▶ [Your goal]: Turn the paragraph in the forum thread that starts with "If you need OTA to get your HD locals" into a short bulleted list that keeps its main facts.

===== Excerpted text =====

And he is very wrong about this as well. It gets MPEG4 feeds just fine. It's the main reason for the box in the first place!  What it can't get is OTA which is disabled until a month or so.

So if you have MPEG4 feeds of your local HD stations up on the sat you'll get them just fine with the HR20.
If you need OTA to get your HD locals then you'll need to wait until the update comes down to activate the OTA tuner. Doesn't stop you from getting an HR20 now (like I did) if you want one. I got one and basically it's be ready to go when OTA is enabled and I won't have to wait for an install.


----------



## ebonovic (Jul 24, 2001)

jaguar325 said:


> I have an HR10-250 (bought Labor Day at advice of BBY/Magnolia rep.. one of the last), a 1st gen Tivo box, an R15 and an old Samsung HD non-DVR. I am familiar with, if not having personally experienced, the common issues people write about on each of these boxes.
> 
> My question is, should I push now for DTV to make me a deal on an HR 20 to sit beside, or in place of, my Samsung? It's hooked up to a bigscreen in a theatre room where you sort of go on purpose to watch movies (not everyday use) so recording HD would be a plus. The Samsung works fine, has fast menu navigation, and gets OTA HD. The HR20 would give me recording capability which is about the only reason I would want it. Since I am already getting OTA locals, I don't have any motivation to get the new dish right now and, given it's size/weight, would probably force me into a tripod w/ stabalizers since I need to have the dish up a few feet to clear some trees and catch sat 119. Is DTV likely to cut me a deal on an HR20 if I don't want to swap out the dish right now and don't want to give back my HR10-250? If I don't get the new dish, should assume I will be forced to use the Samsung to get locals OTA until such time the OTA receiver is enabled on the HR20?
> 
> Thanks!


Do you like the Interface on the R15?
Do you like it more then the Interface on the HR10?

If yes to either of those, then sure.... I would consider it. And they should give you the $99 deal. But you will probably want till wait till until the OTA is activated, as you would be actually giving up something with the Samsung... to gain the recording ability you have already on the HR10.


----------



## jaguar325 (Dec 28, 2005)

ebonovic said:


> Do you like the Interface on the R15?
> Do you like it more then the Interface on the HR10?
> 
> If yes to either of those, then sure.... I would consider it. And they should give you the $99 deal. But you will probably want till wait till until the OTA is activated, as you would be actually giving up something with the Samsung... to gain the recording ability you have already on the HR10.

===== Supplied material =====

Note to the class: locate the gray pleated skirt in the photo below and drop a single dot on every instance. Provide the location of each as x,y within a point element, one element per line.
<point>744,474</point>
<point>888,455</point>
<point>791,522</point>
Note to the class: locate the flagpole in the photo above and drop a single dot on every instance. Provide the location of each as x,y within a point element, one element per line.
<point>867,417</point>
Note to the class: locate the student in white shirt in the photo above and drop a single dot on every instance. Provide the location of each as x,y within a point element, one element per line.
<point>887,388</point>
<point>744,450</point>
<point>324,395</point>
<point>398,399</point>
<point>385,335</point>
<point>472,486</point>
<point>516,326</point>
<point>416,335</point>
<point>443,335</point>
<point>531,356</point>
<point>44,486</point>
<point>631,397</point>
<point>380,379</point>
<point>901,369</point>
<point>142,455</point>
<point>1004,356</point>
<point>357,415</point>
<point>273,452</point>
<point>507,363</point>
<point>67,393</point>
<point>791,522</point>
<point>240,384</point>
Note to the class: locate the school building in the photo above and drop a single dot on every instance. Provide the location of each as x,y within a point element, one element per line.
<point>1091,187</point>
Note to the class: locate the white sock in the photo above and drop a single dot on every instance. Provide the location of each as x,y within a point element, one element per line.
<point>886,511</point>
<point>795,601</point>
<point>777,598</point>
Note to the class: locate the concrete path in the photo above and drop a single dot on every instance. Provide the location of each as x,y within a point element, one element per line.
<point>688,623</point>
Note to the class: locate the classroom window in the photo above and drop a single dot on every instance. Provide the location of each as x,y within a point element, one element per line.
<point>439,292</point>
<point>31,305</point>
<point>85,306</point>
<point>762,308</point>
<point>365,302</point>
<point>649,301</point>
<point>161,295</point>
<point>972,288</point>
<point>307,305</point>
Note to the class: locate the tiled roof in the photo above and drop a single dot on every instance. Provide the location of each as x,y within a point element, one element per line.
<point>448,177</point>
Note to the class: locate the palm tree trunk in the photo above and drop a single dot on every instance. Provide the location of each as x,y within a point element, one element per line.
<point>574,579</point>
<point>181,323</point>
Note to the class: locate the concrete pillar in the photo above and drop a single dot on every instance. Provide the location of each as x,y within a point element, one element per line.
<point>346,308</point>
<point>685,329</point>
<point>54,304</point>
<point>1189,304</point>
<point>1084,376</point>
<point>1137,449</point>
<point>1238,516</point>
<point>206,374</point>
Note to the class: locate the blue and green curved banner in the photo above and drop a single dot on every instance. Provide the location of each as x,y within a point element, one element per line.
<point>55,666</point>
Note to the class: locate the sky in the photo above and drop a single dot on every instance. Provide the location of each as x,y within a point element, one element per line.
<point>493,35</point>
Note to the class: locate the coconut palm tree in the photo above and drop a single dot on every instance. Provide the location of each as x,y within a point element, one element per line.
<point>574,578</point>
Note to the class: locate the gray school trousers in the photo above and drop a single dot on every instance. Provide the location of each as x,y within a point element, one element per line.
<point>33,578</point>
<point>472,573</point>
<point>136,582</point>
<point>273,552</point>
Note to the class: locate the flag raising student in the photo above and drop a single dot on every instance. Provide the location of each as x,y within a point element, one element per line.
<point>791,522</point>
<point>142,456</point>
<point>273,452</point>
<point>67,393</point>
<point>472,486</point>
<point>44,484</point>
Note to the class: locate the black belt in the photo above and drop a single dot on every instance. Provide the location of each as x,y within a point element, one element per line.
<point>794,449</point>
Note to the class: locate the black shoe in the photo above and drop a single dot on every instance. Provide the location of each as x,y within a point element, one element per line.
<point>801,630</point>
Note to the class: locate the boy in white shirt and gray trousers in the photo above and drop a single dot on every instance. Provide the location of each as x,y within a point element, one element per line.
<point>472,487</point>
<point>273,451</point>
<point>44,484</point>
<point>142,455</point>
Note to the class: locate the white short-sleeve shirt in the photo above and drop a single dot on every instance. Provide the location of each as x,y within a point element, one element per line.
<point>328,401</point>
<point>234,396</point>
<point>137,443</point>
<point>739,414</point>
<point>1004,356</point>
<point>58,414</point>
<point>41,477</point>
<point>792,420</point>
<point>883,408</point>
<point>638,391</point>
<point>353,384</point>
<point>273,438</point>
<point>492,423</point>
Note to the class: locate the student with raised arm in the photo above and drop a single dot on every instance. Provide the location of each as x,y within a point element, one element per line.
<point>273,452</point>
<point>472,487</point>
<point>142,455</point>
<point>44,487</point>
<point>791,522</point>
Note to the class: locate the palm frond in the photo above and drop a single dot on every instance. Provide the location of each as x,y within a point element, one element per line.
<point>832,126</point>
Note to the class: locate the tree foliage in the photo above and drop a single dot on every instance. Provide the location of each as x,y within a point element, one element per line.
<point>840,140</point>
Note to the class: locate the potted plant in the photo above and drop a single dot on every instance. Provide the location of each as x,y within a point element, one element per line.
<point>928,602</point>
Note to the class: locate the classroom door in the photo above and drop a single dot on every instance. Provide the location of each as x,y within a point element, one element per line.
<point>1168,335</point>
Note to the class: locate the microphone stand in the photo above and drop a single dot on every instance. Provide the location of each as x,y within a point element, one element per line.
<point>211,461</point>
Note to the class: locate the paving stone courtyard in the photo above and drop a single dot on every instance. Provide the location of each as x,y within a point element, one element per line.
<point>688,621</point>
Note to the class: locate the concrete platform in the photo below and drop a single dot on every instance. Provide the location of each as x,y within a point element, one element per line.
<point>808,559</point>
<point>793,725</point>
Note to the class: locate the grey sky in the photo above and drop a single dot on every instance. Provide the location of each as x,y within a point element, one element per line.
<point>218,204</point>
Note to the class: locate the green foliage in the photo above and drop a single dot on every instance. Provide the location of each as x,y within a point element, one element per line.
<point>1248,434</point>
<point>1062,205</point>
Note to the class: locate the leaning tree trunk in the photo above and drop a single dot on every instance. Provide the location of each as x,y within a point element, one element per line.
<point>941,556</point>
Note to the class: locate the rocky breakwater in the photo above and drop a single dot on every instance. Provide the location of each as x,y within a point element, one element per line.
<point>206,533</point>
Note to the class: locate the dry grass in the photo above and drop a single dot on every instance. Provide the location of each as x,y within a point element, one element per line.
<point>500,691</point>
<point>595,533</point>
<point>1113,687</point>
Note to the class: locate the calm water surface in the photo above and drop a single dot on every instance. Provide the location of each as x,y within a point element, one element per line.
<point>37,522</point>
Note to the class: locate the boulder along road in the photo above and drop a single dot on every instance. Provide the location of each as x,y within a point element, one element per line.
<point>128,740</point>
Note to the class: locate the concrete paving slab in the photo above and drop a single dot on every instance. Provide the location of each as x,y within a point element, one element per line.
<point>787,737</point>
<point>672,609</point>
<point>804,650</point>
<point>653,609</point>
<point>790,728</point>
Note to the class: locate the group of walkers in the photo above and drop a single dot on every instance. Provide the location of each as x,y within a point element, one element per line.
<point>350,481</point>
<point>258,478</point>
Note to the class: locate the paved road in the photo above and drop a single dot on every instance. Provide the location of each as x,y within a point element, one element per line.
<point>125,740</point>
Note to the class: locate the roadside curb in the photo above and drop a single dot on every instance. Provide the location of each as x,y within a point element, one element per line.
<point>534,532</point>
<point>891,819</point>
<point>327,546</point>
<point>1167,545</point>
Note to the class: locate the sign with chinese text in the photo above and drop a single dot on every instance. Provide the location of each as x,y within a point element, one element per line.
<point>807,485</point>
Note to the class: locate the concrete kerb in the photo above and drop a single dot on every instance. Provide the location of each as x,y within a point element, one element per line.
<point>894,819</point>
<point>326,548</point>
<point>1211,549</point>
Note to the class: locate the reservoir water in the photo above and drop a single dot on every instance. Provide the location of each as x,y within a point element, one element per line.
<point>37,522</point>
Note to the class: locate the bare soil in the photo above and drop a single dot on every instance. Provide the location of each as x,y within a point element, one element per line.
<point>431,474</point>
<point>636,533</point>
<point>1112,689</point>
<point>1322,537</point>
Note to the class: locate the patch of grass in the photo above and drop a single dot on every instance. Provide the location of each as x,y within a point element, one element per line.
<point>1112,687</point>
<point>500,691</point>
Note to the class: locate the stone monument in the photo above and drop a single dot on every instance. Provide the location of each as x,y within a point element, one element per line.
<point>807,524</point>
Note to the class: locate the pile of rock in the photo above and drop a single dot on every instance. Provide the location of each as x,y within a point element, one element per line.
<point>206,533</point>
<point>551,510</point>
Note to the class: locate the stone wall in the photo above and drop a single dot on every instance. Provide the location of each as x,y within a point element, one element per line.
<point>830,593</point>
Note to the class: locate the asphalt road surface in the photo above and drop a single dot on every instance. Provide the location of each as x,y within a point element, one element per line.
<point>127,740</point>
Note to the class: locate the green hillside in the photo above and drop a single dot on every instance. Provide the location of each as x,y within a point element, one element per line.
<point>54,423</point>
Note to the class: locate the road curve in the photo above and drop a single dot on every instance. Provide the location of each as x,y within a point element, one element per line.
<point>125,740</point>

=====

▶ [Result of the exercise]:
- Anyone who needs OTA for HD locals must wait for the update that activates the OTA tuner.
- That wait doesn't prevent getting an HR20 now.
- The writer already got one, so it will be ready once OTA is enabled, with no wait for an install.